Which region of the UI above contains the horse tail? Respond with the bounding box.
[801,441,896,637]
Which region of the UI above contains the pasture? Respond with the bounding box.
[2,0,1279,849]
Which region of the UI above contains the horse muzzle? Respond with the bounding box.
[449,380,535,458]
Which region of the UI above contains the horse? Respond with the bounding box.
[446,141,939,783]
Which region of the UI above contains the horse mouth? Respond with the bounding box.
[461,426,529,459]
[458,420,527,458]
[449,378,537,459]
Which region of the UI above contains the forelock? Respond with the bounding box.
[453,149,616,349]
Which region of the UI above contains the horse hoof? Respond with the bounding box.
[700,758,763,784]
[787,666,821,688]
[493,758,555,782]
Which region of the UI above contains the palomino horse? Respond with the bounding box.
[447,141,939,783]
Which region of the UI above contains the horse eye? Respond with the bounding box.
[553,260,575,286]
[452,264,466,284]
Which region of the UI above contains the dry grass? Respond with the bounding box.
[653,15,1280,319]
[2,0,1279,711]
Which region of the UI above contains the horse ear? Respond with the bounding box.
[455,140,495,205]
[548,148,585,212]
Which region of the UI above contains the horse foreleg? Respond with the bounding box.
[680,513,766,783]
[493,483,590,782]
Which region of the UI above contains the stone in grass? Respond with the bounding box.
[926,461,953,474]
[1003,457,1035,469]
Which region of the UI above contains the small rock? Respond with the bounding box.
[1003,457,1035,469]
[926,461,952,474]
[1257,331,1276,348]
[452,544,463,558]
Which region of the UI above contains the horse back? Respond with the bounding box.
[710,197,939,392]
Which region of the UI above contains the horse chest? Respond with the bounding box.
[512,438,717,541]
═══
Repeat all of the records, letter for letter.

Which region of the UI above contains the horse tail? Respond with the bounding box.
[801,441,896,637]
Which region of the UI above contains the pasture? Respond with the bounding box.
[2,0,1279,849]
Which region of the UI above contains the horse muzzle? Respond with the bounding box.
[449,380,535,458]
Which region of the UI above contains the horse? Respond with the bounding box.
[446,141,939,783]
Which region of the UI above contains the horse mouth? Respond with the bounding box.
[461,426,529,459]
[458,420,527,458]
[449,378,537,459]
Which region of the UI above contains the forelock? Respond with the bounding box.
[453,149,616,349]
Which region of the UI above contains the horse hoof? Respond with the bounding box.
[700,758,763,784]
[787,666,821,688]
[493,758,555,782]
Which region of the UI above contains the palomino horse? Respond with the bounding box.
[447,141,939,783]
Which region of the UI above contains the horse eye? Respond with the bounding box.
[553,260,575,286]
[452,264,466,284]
Which region of the UI above contains the dry grass? Respond with the bounding box.
[653,15,1280,319]
[2,0,1279,711]
Which region of the UI above contains the horse ear? Respond with the bounding box.
[455,140,495,205]
[548,148,585,212]
Which region of the UI above contains the horse foreleg? Respond with the bounding box.
[680,513,766,783]
[493,483,590,782]
Which region of the UI above contains the stone in grass? Respond with the bounding box.
[926,461,953,474]
[1003,457,1035,469]
Which region of the UI above contains the small rock? Respond with the bounding box.
[1003,457,1035,469]
[926,461,952,474]
[1257,331,1276,348]
[452,544,463,558]
Which region of the UI above contains the horse back? Respond with the bounding box.
[710,197,939,392]
Which region of the UI above contains the horse chest? Respond with the bounding box.
[512,438,717,541]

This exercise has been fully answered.